* [Passage provided]:
Why conventional approaches to market development do not work in pastoral areas

by Ian Scoones

This is the sixth in a series of blog posts that bring together PASTRES work from 2018-2023 around a number of themes. In this post, we show the importance of markets for pastoralists.

To read through our archive on this theme, click on the link at the end of this post.

Pastoralists are always involved in markets. Selling animals and their products is an essential part of any pastoral livelihood, and many pastoralists are involved in long-distance, globalised trade, trekking animals over long distances or selling to traders who move animals to terminal markets many thousands of kilometres away, often in different countries. The livestock trade in the Greater Horn of Africa, for example, contributes to billions of dollars of revenue, both for states and others involved in marketing, as well as sustaining livelihoods across the region.

Photo: Masresha Taye

The reality of pastoral markets challenges the assumptions that pastoralists are not interested in selling their animals; that they have a ‘cattle complex’, which means, that they hold on to animals for cultural value; and that market-based revenues are not important for ‘subsistence’ livelihoods. The standard response often takes on these biases and urges the ‘modernisation’ of marketing to ensure that pastoral marketing is more efficient and profitable. New markets with fancy facilities are constructed and these are supposed to boost incomes and reduce poverty in pastoral areas.

Sadly, the underlying narrative that justifies such a response is deeply flawed with the result that most such interventions result in a growing graveyard of failed marketing efforts. Meanwhile, pastoral marketing continues across pastoral regions, often in very vibrant ways involving massive transactions overall. This mismatch was studied during the PASTRES research as we tried to understand the ‘real markets’ of pastoral areas. By this we mean the markets that are embedded in social relations, cultural values, and networks across pastoral areas, rather than the technocratic impositions from outside.

* [Coordinate annotation entries]:
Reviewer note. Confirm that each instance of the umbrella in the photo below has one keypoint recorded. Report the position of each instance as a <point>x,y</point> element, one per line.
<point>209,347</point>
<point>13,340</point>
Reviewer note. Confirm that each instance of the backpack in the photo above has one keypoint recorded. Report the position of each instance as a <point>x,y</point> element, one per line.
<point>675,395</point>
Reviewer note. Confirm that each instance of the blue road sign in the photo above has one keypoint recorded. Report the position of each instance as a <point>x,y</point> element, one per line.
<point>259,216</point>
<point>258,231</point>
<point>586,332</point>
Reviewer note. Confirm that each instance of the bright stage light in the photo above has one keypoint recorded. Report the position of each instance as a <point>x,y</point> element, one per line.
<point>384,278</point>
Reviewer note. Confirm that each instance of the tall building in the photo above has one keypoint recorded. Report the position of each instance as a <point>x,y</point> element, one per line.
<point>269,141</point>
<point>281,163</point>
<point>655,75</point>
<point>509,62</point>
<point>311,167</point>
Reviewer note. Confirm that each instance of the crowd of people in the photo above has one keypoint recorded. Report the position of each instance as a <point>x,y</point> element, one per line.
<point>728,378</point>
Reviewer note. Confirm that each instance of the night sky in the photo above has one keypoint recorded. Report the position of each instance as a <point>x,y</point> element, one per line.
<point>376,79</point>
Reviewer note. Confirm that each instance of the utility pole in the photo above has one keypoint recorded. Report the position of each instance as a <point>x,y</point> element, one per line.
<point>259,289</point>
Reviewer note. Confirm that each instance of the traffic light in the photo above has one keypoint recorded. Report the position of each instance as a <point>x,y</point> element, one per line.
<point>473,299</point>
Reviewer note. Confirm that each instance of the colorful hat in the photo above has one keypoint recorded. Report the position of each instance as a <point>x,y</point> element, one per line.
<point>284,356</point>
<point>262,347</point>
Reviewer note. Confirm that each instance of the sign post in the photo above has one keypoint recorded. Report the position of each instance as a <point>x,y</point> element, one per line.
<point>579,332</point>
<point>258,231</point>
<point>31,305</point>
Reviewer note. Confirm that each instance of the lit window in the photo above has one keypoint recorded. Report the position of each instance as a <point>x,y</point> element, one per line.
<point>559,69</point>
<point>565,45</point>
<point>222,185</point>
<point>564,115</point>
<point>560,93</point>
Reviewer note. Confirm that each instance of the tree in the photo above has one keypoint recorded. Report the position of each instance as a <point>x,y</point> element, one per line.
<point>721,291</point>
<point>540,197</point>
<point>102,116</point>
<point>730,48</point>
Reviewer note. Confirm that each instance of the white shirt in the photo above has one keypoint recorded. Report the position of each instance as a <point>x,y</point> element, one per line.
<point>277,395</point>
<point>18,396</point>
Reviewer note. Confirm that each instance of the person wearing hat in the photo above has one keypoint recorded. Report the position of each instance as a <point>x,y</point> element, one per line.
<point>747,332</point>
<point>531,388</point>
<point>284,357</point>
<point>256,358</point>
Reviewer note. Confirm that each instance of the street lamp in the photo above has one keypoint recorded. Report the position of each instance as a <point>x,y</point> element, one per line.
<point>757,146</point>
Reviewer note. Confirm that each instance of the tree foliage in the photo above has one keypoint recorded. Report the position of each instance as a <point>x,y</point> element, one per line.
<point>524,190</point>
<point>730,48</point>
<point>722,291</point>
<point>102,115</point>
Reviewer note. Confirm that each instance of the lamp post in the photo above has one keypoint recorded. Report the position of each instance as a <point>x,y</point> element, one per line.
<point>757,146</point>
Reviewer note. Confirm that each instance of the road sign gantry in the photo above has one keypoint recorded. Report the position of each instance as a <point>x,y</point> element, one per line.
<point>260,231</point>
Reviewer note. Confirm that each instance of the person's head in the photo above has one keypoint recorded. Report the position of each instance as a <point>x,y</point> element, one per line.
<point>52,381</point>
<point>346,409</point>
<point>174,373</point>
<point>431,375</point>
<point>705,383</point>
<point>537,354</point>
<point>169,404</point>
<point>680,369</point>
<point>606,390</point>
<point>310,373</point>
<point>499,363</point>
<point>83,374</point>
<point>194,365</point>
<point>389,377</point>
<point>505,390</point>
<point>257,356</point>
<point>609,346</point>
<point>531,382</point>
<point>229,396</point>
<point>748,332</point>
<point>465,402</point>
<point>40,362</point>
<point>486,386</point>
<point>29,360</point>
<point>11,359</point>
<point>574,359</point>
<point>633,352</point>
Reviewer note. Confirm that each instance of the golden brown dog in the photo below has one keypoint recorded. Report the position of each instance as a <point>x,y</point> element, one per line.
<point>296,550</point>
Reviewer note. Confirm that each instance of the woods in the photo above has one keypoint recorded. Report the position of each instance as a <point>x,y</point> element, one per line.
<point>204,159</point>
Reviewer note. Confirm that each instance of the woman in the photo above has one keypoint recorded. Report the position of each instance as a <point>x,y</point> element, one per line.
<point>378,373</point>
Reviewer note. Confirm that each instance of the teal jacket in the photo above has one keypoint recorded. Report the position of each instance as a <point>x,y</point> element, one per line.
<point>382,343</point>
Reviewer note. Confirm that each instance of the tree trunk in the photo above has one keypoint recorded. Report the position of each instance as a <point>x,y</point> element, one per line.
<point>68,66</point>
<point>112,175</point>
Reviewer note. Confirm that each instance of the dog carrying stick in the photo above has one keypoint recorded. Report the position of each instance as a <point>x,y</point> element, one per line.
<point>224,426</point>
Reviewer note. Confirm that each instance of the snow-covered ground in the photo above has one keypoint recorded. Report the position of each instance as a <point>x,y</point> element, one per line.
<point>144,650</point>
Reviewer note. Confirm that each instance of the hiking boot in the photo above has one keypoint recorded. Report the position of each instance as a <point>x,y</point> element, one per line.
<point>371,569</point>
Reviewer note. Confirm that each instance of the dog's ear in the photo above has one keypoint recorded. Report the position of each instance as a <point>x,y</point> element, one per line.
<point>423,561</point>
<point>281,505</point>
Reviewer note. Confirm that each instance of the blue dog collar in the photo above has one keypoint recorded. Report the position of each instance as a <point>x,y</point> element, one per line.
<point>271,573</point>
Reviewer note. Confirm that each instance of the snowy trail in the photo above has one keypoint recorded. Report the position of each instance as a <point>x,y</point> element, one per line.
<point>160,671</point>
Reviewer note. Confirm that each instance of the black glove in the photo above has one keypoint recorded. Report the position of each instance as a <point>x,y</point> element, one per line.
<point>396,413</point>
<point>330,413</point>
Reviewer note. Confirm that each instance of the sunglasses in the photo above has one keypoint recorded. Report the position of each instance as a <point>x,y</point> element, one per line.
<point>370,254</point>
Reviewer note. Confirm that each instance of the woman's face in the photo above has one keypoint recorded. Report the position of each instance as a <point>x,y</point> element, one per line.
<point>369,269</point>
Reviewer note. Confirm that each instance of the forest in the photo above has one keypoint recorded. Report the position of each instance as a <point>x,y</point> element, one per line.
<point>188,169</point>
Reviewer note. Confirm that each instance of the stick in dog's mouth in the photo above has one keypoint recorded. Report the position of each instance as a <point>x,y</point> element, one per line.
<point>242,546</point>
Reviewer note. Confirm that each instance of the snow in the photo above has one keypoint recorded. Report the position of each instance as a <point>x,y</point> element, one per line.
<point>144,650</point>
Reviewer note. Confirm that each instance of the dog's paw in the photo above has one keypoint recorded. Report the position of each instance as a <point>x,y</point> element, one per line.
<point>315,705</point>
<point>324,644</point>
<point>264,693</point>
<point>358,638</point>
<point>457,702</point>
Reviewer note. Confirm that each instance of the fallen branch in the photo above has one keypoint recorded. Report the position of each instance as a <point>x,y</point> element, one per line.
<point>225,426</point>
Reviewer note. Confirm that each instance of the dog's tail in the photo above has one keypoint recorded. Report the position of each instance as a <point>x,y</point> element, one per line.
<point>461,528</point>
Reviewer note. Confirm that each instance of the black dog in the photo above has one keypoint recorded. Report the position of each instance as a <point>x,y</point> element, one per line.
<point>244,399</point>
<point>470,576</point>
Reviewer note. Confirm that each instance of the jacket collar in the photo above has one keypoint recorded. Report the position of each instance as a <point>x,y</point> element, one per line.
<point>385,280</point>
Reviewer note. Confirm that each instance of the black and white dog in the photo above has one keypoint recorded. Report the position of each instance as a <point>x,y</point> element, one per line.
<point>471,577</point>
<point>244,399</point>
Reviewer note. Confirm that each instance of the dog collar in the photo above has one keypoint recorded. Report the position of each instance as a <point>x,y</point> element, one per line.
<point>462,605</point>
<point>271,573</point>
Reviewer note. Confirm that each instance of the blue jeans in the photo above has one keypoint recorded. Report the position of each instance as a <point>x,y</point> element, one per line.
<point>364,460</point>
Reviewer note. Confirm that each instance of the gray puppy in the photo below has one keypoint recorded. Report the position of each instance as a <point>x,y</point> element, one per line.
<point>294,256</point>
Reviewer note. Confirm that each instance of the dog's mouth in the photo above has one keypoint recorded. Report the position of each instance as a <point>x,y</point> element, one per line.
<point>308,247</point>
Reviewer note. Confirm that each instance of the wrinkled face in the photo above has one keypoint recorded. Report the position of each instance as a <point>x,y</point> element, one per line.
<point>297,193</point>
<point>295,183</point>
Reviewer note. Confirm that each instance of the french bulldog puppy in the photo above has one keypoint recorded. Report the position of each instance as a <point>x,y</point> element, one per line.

* [Task requirements]:
1. According to the post on pastoral markets, what does the livestock trade in the Greater Horn of Africa contribute?
2. List each assumption about pastoralists that, according to the post on pastoral markets, the reality of pastoral markets challenges.
3. Carry on the post on pastoral markets from its final sentence.

* [Results for the exercise]:
1. It contributes billions of dollars of revenue for states and others involved in marketing, and it sustains livelihoods across the region.

2.
- That pastoralists are not interested in selling their animals.
- That they have a "cattle complex," meaning that they hold on to animals for cultural value.
- That market-based revenues are not important for "subsistence" livelihoods.

3.
Real Markets in Sardinia

Giulia Simula’s research in Sardinia, Italy explored the diversity of markets that pastoralists use across different sites, from remote mountain villages to the more connected plain areas. She found that most pastoralists combined different markets, selling some of their sheep milk to cooperatives and local processing factories, which sell to international markets, mostly industrial Pecorino Romano cheese for export to the US and elsewhere in Europe.

Meanwhile, others opted for investment in new mini-dairies for the production of premium cheese products for sale across networks of tourist shops, restaurants, and further afield. Nearly all pastoralists retained some of their milk production for the local production and sale of cheese (for more on this, see Giulia’s doctoral thesis).

Photo: Ian Scoones

Such marketing strategies are allied to different pastoralist livelihoods – some are highly specialised and increasingly commercialised where investment in equipment and skilled labour is essential, while others see their milk and cheese production as part of a much more diversified set of livelihoods, with pastoralism being sustained through a range of activities, both on and off their farms.

All these strategies are ways of responding to highly variable milk prices, both in global and local markets. This variability has to be hedged against, either by increasing efficiency and reducing cost or by diversifying so as not to be so reliant on a single product.

Across all these intersecting milk and cheese value chains, market relations are embedded in social and cultural relations. People often sell to people they know through contracts based on trust and mutual understanding. The market chain is managed not just in terms of profit and loss, but in terms of relationships and wider politics, with pastoralists protesting when prices crash. Understanding the social, cultural, political, and relational dimensions of ‘real markets’ is therefore essential.

Photo: Masresha Taye

Transforming market relations

These insights from Sardinia are relevant in all PASTRES sites. For example, as the country lead for Kenya, Hussein Mahmoud has shown it is not the large, organised markets that are the most important, but often the smaller, bush markets where animals can be exchanged with traders and other intermediaries based on kin, clan, and ethnic affiliations.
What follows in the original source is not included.